PROBLEM STATEMENT – Count the lines in the items below that contain the word "stool", and give only that number.

RAW DATA –
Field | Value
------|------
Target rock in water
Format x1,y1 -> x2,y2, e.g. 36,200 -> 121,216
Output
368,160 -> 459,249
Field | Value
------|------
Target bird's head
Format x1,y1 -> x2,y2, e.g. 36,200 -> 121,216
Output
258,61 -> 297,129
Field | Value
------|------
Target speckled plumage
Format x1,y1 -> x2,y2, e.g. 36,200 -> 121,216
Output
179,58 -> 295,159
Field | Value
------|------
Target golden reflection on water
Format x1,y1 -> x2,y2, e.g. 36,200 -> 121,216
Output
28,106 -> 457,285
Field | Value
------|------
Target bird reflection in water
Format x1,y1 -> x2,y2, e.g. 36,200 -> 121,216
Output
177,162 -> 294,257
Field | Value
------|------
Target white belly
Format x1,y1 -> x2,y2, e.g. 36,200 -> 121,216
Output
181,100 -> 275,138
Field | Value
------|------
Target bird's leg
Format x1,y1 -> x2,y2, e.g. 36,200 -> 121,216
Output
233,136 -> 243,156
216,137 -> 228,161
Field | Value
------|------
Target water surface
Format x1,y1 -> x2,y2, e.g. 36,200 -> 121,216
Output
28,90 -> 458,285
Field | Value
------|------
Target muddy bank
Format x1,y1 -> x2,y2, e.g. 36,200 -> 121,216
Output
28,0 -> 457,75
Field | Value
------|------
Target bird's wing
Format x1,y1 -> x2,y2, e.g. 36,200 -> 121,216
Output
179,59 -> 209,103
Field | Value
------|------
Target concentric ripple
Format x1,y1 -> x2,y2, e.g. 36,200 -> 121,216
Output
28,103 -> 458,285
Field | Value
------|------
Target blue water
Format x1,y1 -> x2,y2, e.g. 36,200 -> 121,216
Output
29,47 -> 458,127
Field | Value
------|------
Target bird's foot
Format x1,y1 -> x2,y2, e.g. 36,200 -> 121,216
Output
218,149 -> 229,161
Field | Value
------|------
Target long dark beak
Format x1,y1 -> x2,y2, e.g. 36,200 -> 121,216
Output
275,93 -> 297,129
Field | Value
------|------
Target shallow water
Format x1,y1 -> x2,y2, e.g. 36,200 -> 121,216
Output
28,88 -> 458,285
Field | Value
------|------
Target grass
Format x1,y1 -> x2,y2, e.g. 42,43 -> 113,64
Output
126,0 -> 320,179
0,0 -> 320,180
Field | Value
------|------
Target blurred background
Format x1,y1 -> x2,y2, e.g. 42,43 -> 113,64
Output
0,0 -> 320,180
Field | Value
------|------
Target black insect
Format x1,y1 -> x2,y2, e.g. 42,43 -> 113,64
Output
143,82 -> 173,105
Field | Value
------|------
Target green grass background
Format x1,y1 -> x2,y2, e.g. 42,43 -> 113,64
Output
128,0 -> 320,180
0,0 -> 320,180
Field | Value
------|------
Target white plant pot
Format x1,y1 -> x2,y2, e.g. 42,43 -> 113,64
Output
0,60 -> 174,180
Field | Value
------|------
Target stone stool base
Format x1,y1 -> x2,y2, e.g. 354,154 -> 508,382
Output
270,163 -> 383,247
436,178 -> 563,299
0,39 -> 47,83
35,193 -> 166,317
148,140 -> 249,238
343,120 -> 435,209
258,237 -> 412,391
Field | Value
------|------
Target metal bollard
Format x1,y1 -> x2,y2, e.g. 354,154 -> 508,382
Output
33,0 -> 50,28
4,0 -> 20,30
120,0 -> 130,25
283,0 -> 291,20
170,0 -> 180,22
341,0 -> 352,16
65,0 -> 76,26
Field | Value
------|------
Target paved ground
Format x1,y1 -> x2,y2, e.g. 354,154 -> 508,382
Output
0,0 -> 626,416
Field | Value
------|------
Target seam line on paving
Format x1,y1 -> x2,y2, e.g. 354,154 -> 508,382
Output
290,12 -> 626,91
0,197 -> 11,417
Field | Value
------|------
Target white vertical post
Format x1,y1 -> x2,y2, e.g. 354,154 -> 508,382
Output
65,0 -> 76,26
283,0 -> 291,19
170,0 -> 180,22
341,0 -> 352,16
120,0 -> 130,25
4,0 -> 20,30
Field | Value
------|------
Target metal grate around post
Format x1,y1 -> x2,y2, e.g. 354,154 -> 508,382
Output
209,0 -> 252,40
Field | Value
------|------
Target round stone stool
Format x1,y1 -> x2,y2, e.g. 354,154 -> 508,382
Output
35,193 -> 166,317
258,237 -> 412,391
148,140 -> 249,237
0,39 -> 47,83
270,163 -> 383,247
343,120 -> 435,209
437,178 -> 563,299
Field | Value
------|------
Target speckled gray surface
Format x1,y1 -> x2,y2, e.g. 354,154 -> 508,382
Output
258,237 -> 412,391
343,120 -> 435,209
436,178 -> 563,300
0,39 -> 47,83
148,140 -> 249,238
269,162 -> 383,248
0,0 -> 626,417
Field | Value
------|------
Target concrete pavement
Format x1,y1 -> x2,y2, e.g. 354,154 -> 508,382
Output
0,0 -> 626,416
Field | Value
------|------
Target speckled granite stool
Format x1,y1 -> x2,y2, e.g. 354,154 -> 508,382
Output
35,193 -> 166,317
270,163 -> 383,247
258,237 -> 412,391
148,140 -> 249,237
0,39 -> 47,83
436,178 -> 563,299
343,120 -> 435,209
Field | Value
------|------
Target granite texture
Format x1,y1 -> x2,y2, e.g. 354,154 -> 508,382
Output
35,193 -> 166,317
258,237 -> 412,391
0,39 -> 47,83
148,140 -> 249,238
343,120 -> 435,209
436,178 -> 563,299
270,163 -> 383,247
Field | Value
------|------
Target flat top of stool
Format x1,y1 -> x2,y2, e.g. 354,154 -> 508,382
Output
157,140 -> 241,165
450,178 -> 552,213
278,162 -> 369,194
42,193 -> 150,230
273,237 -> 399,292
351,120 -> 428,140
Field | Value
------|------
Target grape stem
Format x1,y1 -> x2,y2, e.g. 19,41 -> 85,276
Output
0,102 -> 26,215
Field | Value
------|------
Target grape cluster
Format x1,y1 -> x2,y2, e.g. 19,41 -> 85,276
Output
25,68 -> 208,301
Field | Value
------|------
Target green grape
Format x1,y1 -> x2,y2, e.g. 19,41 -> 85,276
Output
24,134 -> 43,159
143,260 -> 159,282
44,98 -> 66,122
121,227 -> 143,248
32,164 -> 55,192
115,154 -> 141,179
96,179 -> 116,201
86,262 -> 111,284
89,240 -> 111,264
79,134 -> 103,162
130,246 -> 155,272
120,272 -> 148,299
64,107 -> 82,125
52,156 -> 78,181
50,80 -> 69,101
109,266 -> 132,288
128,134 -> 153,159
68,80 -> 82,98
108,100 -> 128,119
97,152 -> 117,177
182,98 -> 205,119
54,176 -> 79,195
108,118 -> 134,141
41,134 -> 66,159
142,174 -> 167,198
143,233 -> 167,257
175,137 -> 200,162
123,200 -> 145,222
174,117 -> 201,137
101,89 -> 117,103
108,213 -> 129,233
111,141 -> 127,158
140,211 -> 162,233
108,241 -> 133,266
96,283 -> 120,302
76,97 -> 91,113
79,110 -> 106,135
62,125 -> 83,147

SOLUTION FOR THIS PROBLEM – 4